Yapılacak iş:
Lütfen röportaja göre şu soruları yanıtla:
1. Özver Yılmaz gitar çalmaya kaç yaşında başladığını söylüyor?
2. Bakkalın gitarını aldıktan sonra zar zor bulduğu şey neydi?
3. İlk satın aldığı gitar hangisiydi?

– Türk Gitar: Merhabalar. Röportaj isteğimizi geri çevirmediğiniz için çok teşekkür ederiz.
– Özver Yılmaz: Merhaba, ben teşekkür ederim.
– Türk Gitar: Her zaman olduğu gibi yine gitar ile giriş yapalım. Gitar çalmaya kaç yaşında, kimin teşvikiyle başladınız?
– Özver Yılmaz: Sanırım 13-14 yaşındaydım ve çevrede pek teşvik edecek insan yoktu. O yüzden amerikalı rakçı abilerden gördüm diyebilirim. =)
– Türk Gitar: Gitar konusunda gelişim ve öğrenme sürecinizde destek aldınız mı? Yoksa kendi çabalarınızla mı öğrendiniz?
– Özver Yılmaz: Bizim evin yanında bakkal bir vardı. Arkadaşlarla beraber genelde o bakkal ve çevresinde takılıyorduk. Sonra öğrendik ki bakkalın oğlunun veya bir tanıdığının gitarı varmış. Onu aldım, bir de metot buldum zar zor bir yerlerden, alıp oradaki şarkıları çalmaya başladım, böyle gitti.
– Türk Gitar: İlk gitarınızı hatırlıyor musunuz? Bir çok gitaristin ilk gitarlarıyla ilgili ilginç anıları oluyor, sizin de böyle bir anınız var mı?
– Özver Yılmaz: Bakkalın gitarı. =)) Ama ilk satın aldığım gitar Ibanez bir akustik gitardı. Sonra onu satıp Fender Squier ve acayip bir amplifikatör aldım. İlk gitarda bare basmaya çalıştığımı hatırlıyorum, sonra sinirlenip gitarı kıracaktım onu hatırlıyorum. Sinirden gitarı ısırmıştım hahaha. =) Meğer bir yol varmış deneyerek anladım. =)
– Türk Gitar: Müziğe ilk adım attığınız dönemde gitaristliğin yanında vokalliği de düşünüyor muydunuz? Kendine ve kafasına uygun vokal bulamayıp, “en iyisi vokali de ben kendim yapayım” diyen çok müzisyen var, siz de onlardan mısınız?

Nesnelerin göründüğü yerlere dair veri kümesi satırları
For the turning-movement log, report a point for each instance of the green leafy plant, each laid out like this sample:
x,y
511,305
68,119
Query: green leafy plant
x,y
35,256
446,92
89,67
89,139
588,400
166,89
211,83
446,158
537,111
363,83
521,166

Sorunun çözümü:
1. 13-14 yaşında.
2. Bir metot.
3. Ibanez bir akustik gitar.